─── Data for review ───
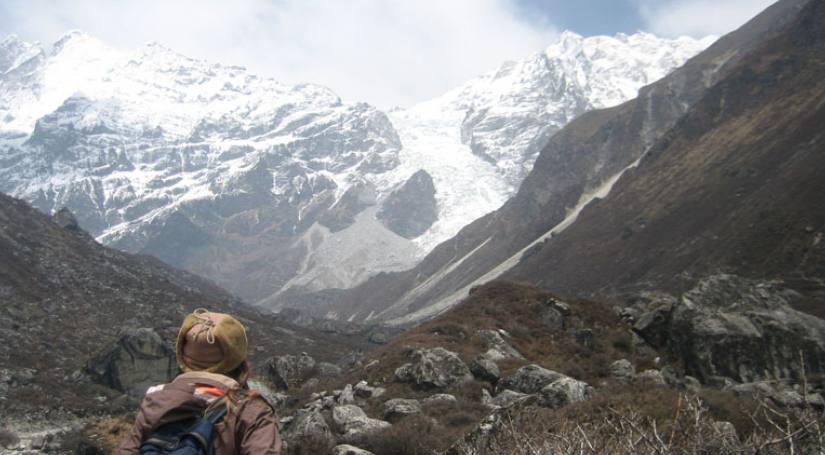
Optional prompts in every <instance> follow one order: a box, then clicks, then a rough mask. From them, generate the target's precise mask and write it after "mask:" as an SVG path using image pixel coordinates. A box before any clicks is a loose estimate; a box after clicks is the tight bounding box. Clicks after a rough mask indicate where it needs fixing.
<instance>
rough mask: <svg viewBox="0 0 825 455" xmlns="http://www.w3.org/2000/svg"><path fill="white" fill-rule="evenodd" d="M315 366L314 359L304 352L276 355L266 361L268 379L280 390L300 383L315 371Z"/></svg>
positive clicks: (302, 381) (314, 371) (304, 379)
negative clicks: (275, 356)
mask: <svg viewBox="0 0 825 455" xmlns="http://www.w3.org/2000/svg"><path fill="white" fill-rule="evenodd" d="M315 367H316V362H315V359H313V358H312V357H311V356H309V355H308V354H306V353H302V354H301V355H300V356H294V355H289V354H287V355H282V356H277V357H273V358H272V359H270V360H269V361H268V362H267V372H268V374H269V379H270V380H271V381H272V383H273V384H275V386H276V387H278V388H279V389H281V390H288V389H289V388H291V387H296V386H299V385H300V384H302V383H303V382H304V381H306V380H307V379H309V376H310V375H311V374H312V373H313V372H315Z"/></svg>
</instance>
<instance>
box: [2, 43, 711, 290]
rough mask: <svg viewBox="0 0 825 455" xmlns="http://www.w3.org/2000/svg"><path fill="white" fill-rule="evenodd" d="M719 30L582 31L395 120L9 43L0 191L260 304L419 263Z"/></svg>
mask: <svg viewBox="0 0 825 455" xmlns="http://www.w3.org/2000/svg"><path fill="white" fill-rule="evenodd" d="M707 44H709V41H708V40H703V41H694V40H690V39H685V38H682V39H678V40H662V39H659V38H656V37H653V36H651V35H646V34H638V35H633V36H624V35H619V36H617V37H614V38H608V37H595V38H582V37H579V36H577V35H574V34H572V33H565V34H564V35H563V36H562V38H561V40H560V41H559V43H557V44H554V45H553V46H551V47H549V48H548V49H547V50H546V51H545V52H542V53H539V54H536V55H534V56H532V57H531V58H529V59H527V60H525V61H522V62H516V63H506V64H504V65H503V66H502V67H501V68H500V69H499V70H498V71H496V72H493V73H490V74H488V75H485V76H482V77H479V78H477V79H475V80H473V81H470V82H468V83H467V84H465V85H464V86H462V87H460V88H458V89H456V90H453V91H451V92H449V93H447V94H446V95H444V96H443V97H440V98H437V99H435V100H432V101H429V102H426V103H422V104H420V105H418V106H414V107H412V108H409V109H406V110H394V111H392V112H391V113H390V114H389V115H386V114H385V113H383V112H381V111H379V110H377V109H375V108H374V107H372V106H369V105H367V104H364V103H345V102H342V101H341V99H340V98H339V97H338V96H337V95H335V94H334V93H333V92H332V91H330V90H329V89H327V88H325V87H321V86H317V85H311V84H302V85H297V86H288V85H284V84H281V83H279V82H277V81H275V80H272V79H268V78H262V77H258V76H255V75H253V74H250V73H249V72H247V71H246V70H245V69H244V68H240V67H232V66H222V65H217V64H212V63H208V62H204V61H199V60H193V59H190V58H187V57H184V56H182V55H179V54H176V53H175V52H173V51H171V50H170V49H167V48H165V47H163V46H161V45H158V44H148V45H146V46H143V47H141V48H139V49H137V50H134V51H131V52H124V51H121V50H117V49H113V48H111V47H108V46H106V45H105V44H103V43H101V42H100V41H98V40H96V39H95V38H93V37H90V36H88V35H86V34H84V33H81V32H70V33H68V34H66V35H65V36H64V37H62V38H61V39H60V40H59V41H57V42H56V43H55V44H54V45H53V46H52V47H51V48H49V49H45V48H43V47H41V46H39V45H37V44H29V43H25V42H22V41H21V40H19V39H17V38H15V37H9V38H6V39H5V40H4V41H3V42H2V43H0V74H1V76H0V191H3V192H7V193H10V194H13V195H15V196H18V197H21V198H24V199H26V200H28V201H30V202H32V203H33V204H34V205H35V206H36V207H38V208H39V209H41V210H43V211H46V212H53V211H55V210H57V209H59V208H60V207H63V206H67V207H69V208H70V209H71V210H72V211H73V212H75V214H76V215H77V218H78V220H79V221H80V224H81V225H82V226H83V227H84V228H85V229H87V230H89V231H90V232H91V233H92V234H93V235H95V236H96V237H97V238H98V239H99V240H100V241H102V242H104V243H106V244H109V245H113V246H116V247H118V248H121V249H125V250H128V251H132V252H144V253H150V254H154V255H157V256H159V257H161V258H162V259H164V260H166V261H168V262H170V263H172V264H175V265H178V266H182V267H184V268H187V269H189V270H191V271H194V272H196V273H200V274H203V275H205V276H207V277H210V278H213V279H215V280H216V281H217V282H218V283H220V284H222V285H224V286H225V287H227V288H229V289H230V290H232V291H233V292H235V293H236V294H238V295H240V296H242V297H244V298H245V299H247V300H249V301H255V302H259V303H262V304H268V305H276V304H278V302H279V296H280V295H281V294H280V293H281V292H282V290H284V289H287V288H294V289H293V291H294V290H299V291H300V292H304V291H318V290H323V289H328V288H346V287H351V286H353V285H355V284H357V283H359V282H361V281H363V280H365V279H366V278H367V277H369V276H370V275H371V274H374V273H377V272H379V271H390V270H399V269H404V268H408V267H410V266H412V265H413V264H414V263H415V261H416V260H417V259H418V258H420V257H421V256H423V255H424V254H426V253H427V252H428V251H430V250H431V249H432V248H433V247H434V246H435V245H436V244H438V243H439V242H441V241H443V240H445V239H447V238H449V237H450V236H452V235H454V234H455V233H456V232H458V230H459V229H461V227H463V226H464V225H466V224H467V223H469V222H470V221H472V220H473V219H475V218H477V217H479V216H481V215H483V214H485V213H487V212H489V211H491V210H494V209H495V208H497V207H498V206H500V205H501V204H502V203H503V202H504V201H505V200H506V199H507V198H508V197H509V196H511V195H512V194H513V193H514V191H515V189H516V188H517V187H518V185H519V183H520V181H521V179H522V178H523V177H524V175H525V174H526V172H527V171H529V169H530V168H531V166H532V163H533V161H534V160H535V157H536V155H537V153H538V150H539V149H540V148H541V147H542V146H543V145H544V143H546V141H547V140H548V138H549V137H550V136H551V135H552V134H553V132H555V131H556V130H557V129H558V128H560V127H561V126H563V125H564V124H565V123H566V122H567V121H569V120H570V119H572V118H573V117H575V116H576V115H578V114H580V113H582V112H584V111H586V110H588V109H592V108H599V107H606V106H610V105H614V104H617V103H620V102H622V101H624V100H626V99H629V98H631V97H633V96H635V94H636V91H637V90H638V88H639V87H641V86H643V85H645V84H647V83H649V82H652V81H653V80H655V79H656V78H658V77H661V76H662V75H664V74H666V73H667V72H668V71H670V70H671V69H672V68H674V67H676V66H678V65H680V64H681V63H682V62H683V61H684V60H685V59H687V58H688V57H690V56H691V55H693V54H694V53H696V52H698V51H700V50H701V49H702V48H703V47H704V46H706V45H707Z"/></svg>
───
- Work request: Convert every line of the records above into a numbered list, skipping blank lines and leaving out the pictures.

- Response box:
1. Optional prompts in every <instance> follow one order: a box, then clicks, then a rough mask. From them, generate the target's precise mask and write it after "mask:" as an SVG path using image pixel coordinates. A box before any clicks is a loose estimate; a box after clicks is the tight bounding box. Clicks after a rough mask indicate where it needs fixing.
2. <instance>
3. rough mask: <svg viewBox="0 0 825 455" xmlns="http://www.w3.org/2000/svg"><path fill="white" fill-rule="evenodd" d="M315 366L314 359L304 352L276 355L266 361L268 379L280 390L300 383L315 371Z"/></svg>
4. positive clicks: (302, 381) (314, 371) (304, 379)
5. negative clicks: (275, 356)
6. mask: <svg viewBox="0 0 825 455" xmlns="http://www.w3.org/2000/svg"><path fill="white" fill-rule="evenodd" d="M315 367H316V362H315V359H313V358H312V357H311V356H309V355H308V354H306V353H302V354H301V355H300V356H294V355H289V354H287V355H282V356H277V357H273V358H272V359H270V360H269V361H268V362H267V372H268V374H269V379H270V380H271V381H272V383H273V384H275V386H276V387H278V388H279V389H281V390H288V389H289V388H291V387H296V386H299V385H300V384H302V383H303V382H304V381H306V380H307V379H309V376H310V375H311V374H312V373H313V372H315Z"/></svg>
7. </instance>
8. <instance>
9. box: [2, 43, 711, 290]
10. rough mask: <svg viewBox="0 0 825 455" xmlns="http://www.w3.org/2000/svg"><path fill="white" fill-rule="evenodd" d="M719 30L582 31L395 120L9 43L0 191L260 304L419 263Z"/></svg>
11. mask: <svg viewBox="0 0 825 455" xmlns="http://www.w3.org/2000/svg"><path fill="white" fill-rule="evenodd" d="M707 44H709V41H708V40H703V41H694V40H690V39H685V38H682V39H678V40H662V39H659V38H656V37H653V36H651V35H646V34H638V35H633V36H624V35H619V36H617V37H614V38H608V37H595V38H582V37H579V36H577V35H574V34H572V33H565V34H564V35H563V36H562V38H561V40H560V41H559V43H557V44H554V45H553V46H551V47H549V48H548V49H547V50H546V51H545V52H542V53H539V54H536V55H534V56H532V57H531V58H529V59H527V60H525V61H522V62H516V63H506V64H504V65H503V66H502V67H501V68H500V69H499V70H498V71H496V72H493V73H490V74H488V75H485V76H482V77H479V78H477V79H475V80H473V81H470V82H468V83H467V84H465V85H464V86H462V87H460V88H458V89H456V90H453V91H451V92H449V93H447V94H446V95H444V96H443V97H440V98H437V99H435V100H432V101H429V102H426V103H422V104H420V105H418V106H414V107H412V108H409V109H406V110H394V111H392V112H391V113H390V114H389V115H386V114H385V113H383V112H381V111H379V110H377V109H375V108H374V107H372V106H369V105H367V104H364V103H345V102H342V101H341V99H340V98H339V97H338V96H337V95H335V94H334V93H333V92H332V91H330V90H329V89H327V88H325V87H321V86H317V85H311V84H302V85H297V86H288V85H284V84H281V83H279V82H277V81H275V80H272V79H268V78H262V77H258V76H255V75H253V74H250V73H249V72H247V71H246V70H245V69H244V68H240V67H232V66H222V65H217V64H212V63H208V62H204V61H199V60H193V59H190V58H187V57H184V56H182V55H179V54H176V53H175V52H173V51H171V50H170V49H167V48H165V47H163V46H161V45H158V44H148V45H146V46H143V47H141V48H139V49H137V50H134V51H131V52H124V51H121V50H117V49H113V48H111V47H108V46H106V45H105V44H103V43H101V42H100V41H98V40H96V39H95V38H93V37H90V36H88V35H86V34H84V33H81V32H70V33H68V34H66V35H65V36H64V37H62V38H61V39H60V40H59V41H57V42H56V43H55V44H54V45H53V46H52V47H51V48H49V49H45V48H43V47H41V46H39V45H37V44H29V43H25V42H22V41H21V40H19V39H17V38H15V37H9V38H6V39H5V40H4V41H3V42H2V43H0V74H1V76H0V191H3V192H7V193H10V194H13V195H15V196H18V197H21V198H24V199H26V200H28V201H30V202H32V203H33V204H34V205H35V206H36V207H38V208H39V209H41V210H43V211H46V212H53V211H55V210H57V209H59V208H60V207H63V206H67V207H69V208H70V209H71V210H72V211H73V212H75V214H76V215H77V218H78V220H79V221H80V224H81V225H82V226H83V227H84V228H85V229H87V230H89V231H90V232H91V233H92V234H93V235H95V236H96V237H97V238H98V239H99V240H100V241H102V242H104V243H106V244H109V245H113V246H116V247H118V248H121V249H125V250H128V251H132V252H144V253H150V254H154V255H157V256H159V257H161V258H162V259H164V260H166V261H168V262H170V263H172V264H175V265H178V266H182V267H184V268H187V269H189V270H191V271H194V272H196V273H200V274H203V275H205V276H207V277H210V278H213V279H215V280H216V281H217V282H218V283H220V284H222V285H224V286H225V287H227V288H229V289H230V290H232V291H233V292H235V293H236V294H238V295H240V296H242V297H244V298H245V299H247V300H249V301H255V302H259V303H262V304H268V305H276V304H278V302H279V296H280V295H281V294H280V293H281V292H282V290H284V289H287V288H294V289H293V291H294V290H299V291H300V292H304V291H318V290H323V289H328V288H346V287H351V286H353V285H355V284H357V283H359V282H361V281H363V280H365V279H366V278H367V277H369V276H370V275H371V274H374V273H377V272H379V271H390V270H399V269H404V268H408V267H410V266H412V265H413V264H414V263H415V261H416V260H417V259H418V258H420V257H421V256H423V255H424V254H426V253H427V252H428V251H430V250H431V249H432V248H433V247H434V246H435V245H436V244H438V243H439V242H441V241H443V240H445V239H447V238H449V237H450V236H452V235H454V234H455V233H456V232H458V230H459V229H461V227H463V226H464V225H466V224H467V223H469V222H470V221H472V220H473V219H475V218H477V217H479V216H481V215H483V214H485V213H487V212H489V211H491V210H494V209H495V208H497V207H498V206H500V205H501V204H502V203H503V202H504V201H505V200H506V199H507V198H508V197H509V196H511V195H512V194H513V193H514V191H515V189H516V188H517V187H518V185H519V183H520V181H521V179H522V178H523V177H524V175H525V174H526V172H527V171H529V169H530V168H531V166H532V163H533V161H534V160H535V157H536V155H537V153H538V150H539V149H540V148H541V147H542V146H543V145H544V143H546V141H547V140H548V138H549V137H550V136H551V135H552V134H553V132H555V131H556V130H557V129H558V128H560V127H561V126H563V125H564V124H565V123H566V122H567V121H569V120H570V119H572V118H573V117H575V116H576V115H578V114H580V113H582V112H584V111H586V110H588V109H592V108H599V107H606V106H610V105H614V104H617V103H620V102H622V101H624V100H626V99H629V98H631V97H633V96H635V94H636V91H637V90H638V88H639V87H641V86H643V85H645V84H647V83H649V82H652V81H653V80H655V79H656V78H658V77H661V76H662V75H664V74H666V73H667V72H668V71H670V70H671V69H672V68H674V67H676V66H678V65H680V64H681V63H682V62H683V61H684V60H685V59H687V58H688V57H690V56H691V55H693V54H694V53H696V52H698V51H700V50H701V49H702V48H703V47H704V46H706V45H707Z"/></svg>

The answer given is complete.